Stored data entries:
--------------------------------

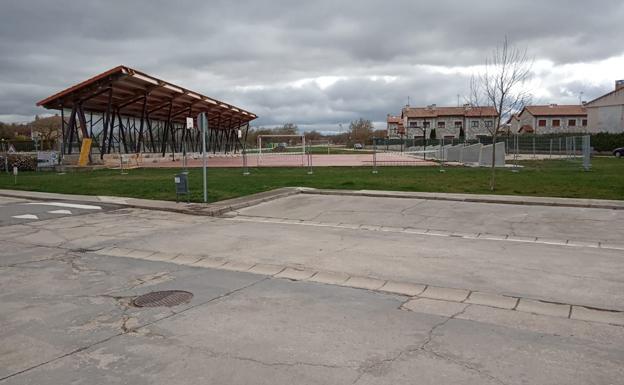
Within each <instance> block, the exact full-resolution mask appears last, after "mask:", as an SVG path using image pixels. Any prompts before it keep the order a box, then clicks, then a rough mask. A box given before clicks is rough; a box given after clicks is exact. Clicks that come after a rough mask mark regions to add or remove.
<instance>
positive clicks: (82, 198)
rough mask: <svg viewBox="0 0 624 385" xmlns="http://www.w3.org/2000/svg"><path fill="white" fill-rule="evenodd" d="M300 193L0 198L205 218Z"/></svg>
mask: <svg viewBox="0 0 624 385" xmlns="http://www.w3.org/2000/svg"><path fill="white" fill-rule="evenodd" d="M299 193H300V189H299V188H297V187H283V188H279V189H275V190H271V191H264V192H260V193H257V194H252V195H247V196H244V197H239V198H233V199H227V200H223V201H219V202H214V203H209V204H206V205H204V204H201V203H182V202H180V203H177V202H172V201H159V200H150V199H138V198H124V197H113V196H95V195H72V194H56V193H47V192H39V191H26V190H4V189H0V196H5V197H11V198H24V199H33V200H43V201H48V200H66V201H78V202H88V203H95V204H112V205H117V206H122V207H128V208H138V209H145V210H159V211H169V212H176V213H181V214H190V215H205V216H221V215H223V214H225V213H227V212H230V211H234V210H238V209H241V208H245V207H249V206H254V205H257V204H260V203H263V202H268V201H271V200H274V199H279V198H285V197H287V196H291V195H295V194H299Z"/></svg>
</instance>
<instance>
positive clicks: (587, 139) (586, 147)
mask: <svg viewBox="0 0 624 385" xmlns="http://www.w3.org/2000/svg"><path fill="white" fill-rule="evenodd" d="M583 169H584V170H585V171H589V170H590V169H591V136H589V135H584V136H583Z"/></svg>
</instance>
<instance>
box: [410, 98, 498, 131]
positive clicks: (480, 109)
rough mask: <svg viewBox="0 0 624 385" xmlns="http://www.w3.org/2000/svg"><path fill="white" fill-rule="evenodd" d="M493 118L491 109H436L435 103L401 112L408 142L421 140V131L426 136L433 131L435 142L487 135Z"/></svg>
mask: <svg viewBox="0 0 624 385" xmlns="http://www.w3.org/2000/svg"><path fill="white" fill-rule="evenodd" d="M497 116H498V115H497V114H496V109H495V108H494V107H473V106H471V105H469V104H465V105H464V106H462V107H438V106H436V105H435V104H432V105H430V106H427V107H409V106H407V107H405V108H403V111H402V112H401V118H402V120H403V125H404V127H405V131H406V132H405V136H406V138H410V139H411V138H422V137H423V134H424V133H425V132H426V135H427V137H429V135H430V133H431V130H432V129H433V128H435V131H436V137H437V138H438V139H442V138H445V139H454V138H459V137H460V136H464V137H465V138H466V139H475V138H477V137H479V136H488V135H491V133H490V132H491V131H493V130H494V125H495V124H496V117H497Z"/></svg>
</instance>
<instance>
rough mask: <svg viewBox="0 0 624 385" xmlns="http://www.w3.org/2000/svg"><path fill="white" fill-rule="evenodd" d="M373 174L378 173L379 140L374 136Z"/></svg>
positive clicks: (373, 152) (373, 143)
mask: <svg viewBox="0 0 624 385" xmlns="http://www.w3.org/2000/svg"><path fill="white" fill-rule="evenodd" d="M373 174H377V140H376V138H373Z"/></svg>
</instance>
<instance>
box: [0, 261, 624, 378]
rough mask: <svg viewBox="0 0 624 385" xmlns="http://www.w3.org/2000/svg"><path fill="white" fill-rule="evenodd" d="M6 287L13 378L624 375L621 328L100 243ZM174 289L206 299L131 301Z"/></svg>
mask: <svg viewBox="0 0 624 385" xmlns="http://www.w3.org/2000/svg"><path fill="white" fill-rule="evenodd" d="M53 250H55V249H53ZM33 253H36V254H37V255H38V256H39V257H41V256H42V250H41V249H39V250H37V251H34V250H33ZM31 259H32V258H31ZM0 287H1V289H2V291H1V293H2V294H1V298H2V302H1V303H2V307H3V311H2V312H0V317H1V321H2V325H3V328H2V329H1V330H0V337H1V338H2V340H3V344H2V345H0V362H2V365H0V368H1V369H0V383H4V384H41V383H46V384H66V383H74V384H104V383H106V384H110V383H132V384H171V383H176V384H196V383H228V384H248V383H259V384H291V383H301V384H327V383H332V384H353V383H356V384H412V383H414V382H415V381H417V382H418V383H420V384H440V383H445V384H524V383H539V384H562V383H565V384H588V383H592V384H615V383H618V382H619V380H620V379H621V378H622V375H624V368H623V367H622V365H621V362H622V358H623V357H624V349H623V348H622V346H624V328H622V327H617V326H611V325H605V324H598V323H588V322H584V321H575V320H568V319H558V318H553V317H547V316H541V315H533V314H529V313H518V312H512V311H509V310H503V309H494V308H490V307H484V306H480V305H475V304H453V303H451V302H445V301H435V300H425V299H421V300H416V301H415V300H411V299H410V298H409V297H405V296H397V295H391V294H381V293H378V292H371V291H369V290H362V289H353V288H346V287H339V286H335V285H327V284H321V283H315V282H293V281H291V280H289V279H286V278H281V279H280V278H269V279H267V278H266V277H264V276H262V275H256V274H250V273H239V272H231V271H224V270H214V269H207V268H201V267H188V266H180V265H175V264H172V263H166V262H158V261H147V260H138V259H131V258H117V257H112V256H104V255H94V254H92V253H89V252H87V253H80V252H66V253H64V254H63V255H59V256H57V257H54V258H49V259H47V260H41V261H37V262H24V263H14V264H12V265H10V266H9V265H4V266H2V268H0ZM166 289H180V290H188V291H191V292H192V293H193V294H194V297H193V299H192V300H191V302H190V303H188V304H182V305H179V306H176V307H172V308H151V309H150V308H136V307H133V306H131V305H130V303H131V300H132V298H134V296H136V295H138V294H143V293H146V292H150V291H154V290H166Z"/></svg>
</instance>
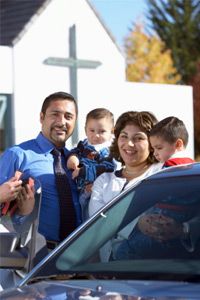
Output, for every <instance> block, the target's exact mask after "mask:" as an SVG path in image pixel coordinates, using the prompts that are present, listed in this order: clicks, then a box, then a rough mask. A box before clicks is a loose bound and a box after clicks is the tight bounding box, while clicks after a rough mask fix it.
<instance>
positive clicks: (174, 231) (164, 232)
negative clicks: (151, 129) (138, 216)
mask: <svg viewBox="0 0 200 300" xmlns="http://www.w3.org/2000/svg"><path fill="white" fill-rule="evenodd" d="M138 228H139V229H140V231H141V232H142V233H144V234H146V235H148V236H150V237H151V238H153V239H155V240H157V241H160V242H163V241H168V240H171V239H175V238H182V236H183V225H182V224H181V223H178V222H176V221H175V220H174V219H172V218H169V217H166V216H163V215H159V214H152V215H146V216H142V217H140V219H139V221H138Z"/></svg>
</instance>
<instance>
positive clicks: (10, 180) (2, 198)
mask: <svg viewBox="0 0 200 300" xmlns="http://www.w3.org/2000/svg"><path fill="white" fill-rule="evenodd" d="M21 190H22V181H21V180H18V179H17V178H16V177H12V178H11V179H10V180H8V181H6V182H4V183H3V184H2V185H0V203H4V202H10V201H13V200H15V199H16V198H17V196H18V194H19V192H20V191H21Z"/></svg>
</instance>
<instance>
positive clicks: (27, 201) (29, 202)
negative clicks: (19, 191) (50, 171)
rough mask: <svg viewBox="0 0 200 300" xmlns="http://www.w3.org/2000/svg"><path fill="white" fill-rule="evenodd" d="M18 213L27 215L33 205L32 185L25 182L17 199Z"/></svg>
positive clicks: (28, 213) (32, 206) (27, 214)
mask: <svg viewBox="0 0 200 300" xmlns="http://www.w3.org/2000/svg"><path fill="white" fill-rule="evenodd" d="M16 202H17V206H18V212H17V213H18V214H19V215H21V216H25V215H29V214H30V213H31V212H32V210H33V208H34V205H35V197H34V187H31V186H30V185H29V184H26V185H25V186H24V187H22V190H21V191H20V192H19V194H18V196H17V199H16Z"/></svg>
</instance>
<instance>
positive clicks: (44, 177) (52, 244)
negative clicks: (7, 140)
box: [0, 92, 81, 248]
mask: <svg viewBox="0 0 200 300" xmlns="http://www.w3.org/2000/svg"><path fill="white" fill-rule="evenodd" d="M77 114H78V108H77V103H76V101H75V99H74V97H73V96H72V95H70V94H68V93H65V92H57V93H54V94H51V95H49V96H48V97H47V98H46V99H45V100H44V102H43V105H42V109H41V112H40V123H41V132H40V133H39V135H38V136H37V137H36V139H32V140H29V141H25V142H23V143H21V144H19V145H16V146H13V147H11V148H9V149H7V150H6V151H5V152H4V153H3V155H2V156H1V158H0V184H1V183H3V182H5V181H6V180H8V178H10V177H11V176H13V174H14V173H15V171H16V170H19V171H21V172H22V173H23V176H25V177H33V178H34V179H35V180H36V181H37V180H39V181H40V183H41V186H42V201H41V208H40V217H39V232H40V233H41V234H42V235H44V237H45V238H46V240H47V241H48V243H47V246H48V245H49V248H54V247H55V246H56V245H57V243H59V242H60V241H61V240H62V239H63V237H62V238H60V234H59V232H60V222H61V219H60V216H61V213H62V209H61V206H60V200H59V193H58V190H57V186H56V176H55V166H54V164H55V159H54V155H53V154H52V151H53V149H54V148H57V149H63V152H64V155H65V156H67V154H68V152H69V151H68V150H67V149H66V148H65V142H66V141H67V139H68V138H69V137H70V136H71V135H72V133H73V130H74V127H75V123H76V119H77ZM62 160H63V165H66V163H65V162H64V158H63V157H62ZM64 168H65V167H64ZM65 172H66V174H67V177H68V182H69V184H70V187H71V194H72V202H73V206H74V209H75V214H76V226H78V225H79V224H80V223H81V217H80V215H81V214H80V206H79V201H78V193H77V188H76V184H75V181H73V180H72V178H71V171H69V170H67V169H66V168H65ZM67 201H68V199H67ZM65 218H66V219H68V218H70V215H66V216H65Z"/></svg>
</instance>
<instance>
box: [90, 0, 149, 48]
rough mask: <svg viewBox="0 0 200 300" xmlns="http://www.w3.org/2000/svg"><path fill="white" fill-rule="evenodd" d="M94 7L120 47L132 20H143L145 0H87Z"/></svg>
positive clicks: (144, 11)
mask: <svg viewBox="0 0 200 300" xmlns="http://www.w3.org/2000/svg"><path fill="white" fill-rule="evenodd" d="M89 1H90V3H91V4H92V5H93V6H94V7H95V9H96V10H97V12H98V13H99V15H100V16H101V18H102V19H103V21H104V23H105V24H106V26H107V28H108V29H109V31H111V33H112V35H113V36H114V38H115V39H116V42H117V44H118V45H119V46H120V47H122V46H123V39H124V37H125V36H127V34H128V33H129V28H132V24H133V22H135V21H137V20H141V21H145V12H146V10H147V6H146V3H145V0H89Z"/></svg>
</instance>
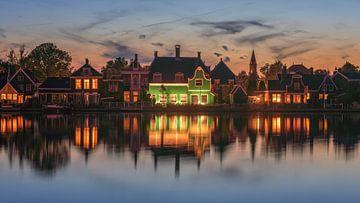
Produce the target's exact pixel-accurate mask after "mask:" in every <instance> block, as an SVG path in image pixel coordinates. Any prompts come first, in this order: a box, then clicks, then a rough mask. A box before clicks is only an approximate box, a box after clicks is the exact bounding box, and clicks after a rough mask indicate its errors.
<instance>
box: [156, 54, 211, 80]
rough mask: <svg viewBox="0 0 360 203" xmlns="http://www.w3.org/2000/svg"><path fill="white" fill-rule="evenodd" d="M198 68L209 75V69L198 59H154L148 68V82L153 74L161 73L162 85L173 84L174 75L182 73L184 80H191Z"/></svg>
mask: <svg viewBox="0 0 360 203" xmlns="http://www.w3.org/2000/svg"><path fill="white" fill-rule="evenodd" d="M199 66H200V67H201V68H203V70H204V71H205V73H206V74H210V71H209V68H208V67H206V66H205V64H204V62H203V61H202V60H201V59H200V58H198V57H156V58H155V59H154V60H153V62H152V63H151V66H150V72H149V75H150V81H152V74H154V73H161V74H162V82H164V83H171V82H174V81H175V74H176V73H183V74H184V78H185V79H187V78H191V77H192V76H193V75H194V72H195V70H196V68H197V67H199Z"/></svg>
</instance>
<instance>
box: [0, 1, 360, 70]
mask: <svg viewBox="0 0 360 203" xmlns="http://www.w3.org/2000/svg"><path fill="white" fill-rule="evenodd" d="M0 5H1V8H2V9H1V12H0V57H1V58H4V57H5V56H6V54H7V52H8V51H9V49H10V48H14V49H16V48H18V47H19V46H20V45H21V44H25V45H26V47H27V48H28V49H31V48H34V46H36V45H38V44H40V43H43V42H54V43H56V44H57V45H58V47H59V48H61V49H64V50H66V51H68V52H69V53H70V54H71V55H72V57H73V65H74V66H75V67H78V66H79V65H80V64H82V63H83V61H84V58H89V59H90V62H91V63H92V64H93V65H94V66H95V67H97V68H100V67H102V66H103V65H104V64H105V62H106V61H107V60H109V59H112V58H115V57H119V56H124V57H129V58H131V57H132V56H133V54H134V53H138V54H139V55H140V56H139V57H140V60H141V61H142V62H144V63H150V62H151V61H152V59H153V51H154V50H158V51H159V55H160V56H171V55H173V54H174V45H175V44H181V45H182V49H181V55H182V56H196V55H197V51H201V52H202V56H203V59H204V60H205V62H206V64H207V65H211V66H214V65H215V64H216V63H217V62H218V61H219V60H220V57H222V58H224V60H226V61H228V64H229V66H230V67H231V68H232V69H233V71H234V72H235V73H237V72H239V71H240V70H248V64H249V54H250V53H251V51H252V49H253V48H254V49H255V51H256V53H257V58H258V63H259V65H263V64H265V63H272V62H273V61H274V60H275V59H276V58H278V59H281V60H283V61H284V62H285V63H286V64H288V65H292V64H293V63H304V64H305V65H306V66H309V67H310V66H313V67H315V68H329V69H330V70H333V69H334V67H335V66H340V65H342V64H343V63H344V62H345V61H350V62H352V63H357V64H360V25H359V19H360V12H359V10H360V1H358V0H343V1H339V0H316V1H315V0H302V1H295V0H271V1H269V0H253V1H251V0H222V1H216V0H181V1H180V0H31V1H29V0H0Z"/></svg>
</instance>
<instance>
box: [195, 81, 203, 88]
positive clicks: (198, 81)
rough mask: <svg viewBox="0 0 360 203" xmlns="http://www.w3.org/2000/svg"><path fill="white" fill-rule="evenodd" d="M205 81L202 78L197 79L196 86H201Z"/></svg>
mask: <svg viewBox="0 0 360 203" xmlns="http://www.w3.org/2000/svg"><path fill="white" fill-rule="evenodd" d="M202 83H203V82H202V79H196V80H195V86H196V87H201V86H202V85H203V84H202Z"/></svg>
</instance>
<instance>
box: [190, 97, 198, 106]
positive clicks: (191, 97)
mask: <svg viewBox="0 0 360 203" xmlns="http://www.w3.org/2000/svg"><path fill="white" fill-rule="evenodd" d="M191 104H193V105H197V104H199V96H198V95H191Z"/></svg>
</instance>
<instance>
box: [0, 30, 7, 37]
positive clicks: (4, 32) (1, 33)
mask: <svg viewBox="0 0 360 203" xmlns="http://www.w3.org/2000/svg"><path fill="white" fill-rule="evenodd" d="M5 32H6V31H5V30H4V29H3V28H0V37H2V38H6V35H5Z"/></svg>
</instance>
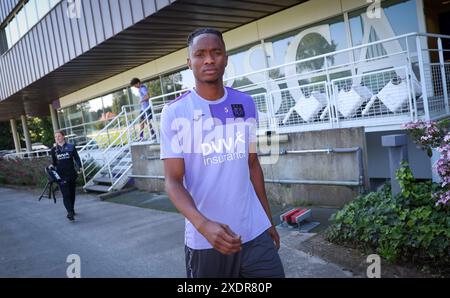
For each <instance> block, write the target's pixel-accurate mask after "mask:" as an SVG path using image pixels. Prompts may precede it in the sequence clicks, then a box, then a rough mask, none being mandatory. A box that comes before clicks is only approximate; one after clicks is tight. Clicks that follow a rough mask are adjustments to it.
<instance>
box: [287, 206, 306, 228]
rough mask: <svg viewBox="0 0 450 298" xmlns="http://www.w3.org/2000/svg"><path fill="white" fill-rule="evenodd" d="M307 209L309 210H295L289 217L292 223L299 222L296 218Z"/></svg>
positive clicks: (304, 211) (290, 220)
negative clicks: (296, 211)
mask: <svg viewBox="0 0 450 298" xmlns="http://www.w3.org/2000/svg"><path fill="white" fill-rule="evenodd" d="M306 211H308V209H306V208H305V209H300V210H299V211H297V212H295V213H294V214H292V215H291V216H290V217H289V222H290V223H293V224H295V223H297V221H296V220H295V219H296V218H297V217H298V216H300V215H302V214H303V213H305V212H306Z"/></svg>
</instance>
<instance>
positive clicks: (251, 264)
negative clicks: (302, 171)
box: [161, 28, 284, 277]
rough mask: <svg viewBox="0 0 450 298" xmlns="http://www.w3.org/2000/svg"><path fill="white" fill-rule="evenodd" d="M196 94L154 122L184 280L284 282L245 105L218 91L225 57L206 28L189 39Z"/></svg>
mask: <svg viewBox="0 0 450 298" xmlns="http://www.w3.org/2000/svg"><path fill="white" fill-rule="evenodd" d="M188 46H189V58H188V66H189V68H190V69H191V70H192V71H193V74H194V77H195V88H194V89H193V90H191V91H189V92H186V93H185V94H183V95H182V96H180V97H179V98H177V99H175V100H174V101H173V102H171V103H169V104H168V105H166V106H165V107H164V109H163V112H162V115H161V159H163V161H164V174H165V187H166V191H167V193H168V195H169V197H170V199H171V200H172V202H173V203H174V205H175V206H176V208H177V209H178V210H179V211H180V212H181V213H182V214H183V215H184V216H185V218H186V230H185V253H186V272H187V276H188V277H284V270H283V265H282V263H281V260H280V257H279V255H278V248H279V246H280V238H279V235H278V233H277V231H276V229H275V227H274V225H273V224H272V220H271V212H270V208H269V203H268V200H267V196H266V192H265V188H264V177H263V172H262V169H261V165H260V164H259V161H258V157H257V154H256V118H257V110H256V108H255V105H254V102H253V100H252V98H251V97H250V96H249V95H247V94H245V93H242V92H239V91H237V90H234V89H232V88H224V86H223V81H222V78H223V74H224V71H225V67H226V65H227V59H228V57H227V55H226V51H225V43H224V41H223V38H222V34H221V33H220V32H219V31H216V30H214V29H210V28H203V29H198V30H196V31H194V32H193V33H192V34H191V35H190V36H189V38H188Z"/></svg>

--------------------------------

Find the lines in the data that include "every", then copy each of them.

Output, for every <instance> block, the target's exact mask after "mask:" as an SVG path in image pixel coordinates, using the prompts that are present, listed in this order: clicks, then a box, then a rough mask. A box before clicks is a loose bound and a box after clicks is the tight bounding box, while clicks after a rough mask fix it.
Produce the target's exact pixel-accurate mask after "mask:" in every <instance> block, as an SVG path in image pixel coordinates. Any prompts come first, in this order: a box, then clicks, then a rough mask. A box before clicks is only an approximate box, a box after clicks is the exact bounding box, and clicks after a rough mask indicate its errors.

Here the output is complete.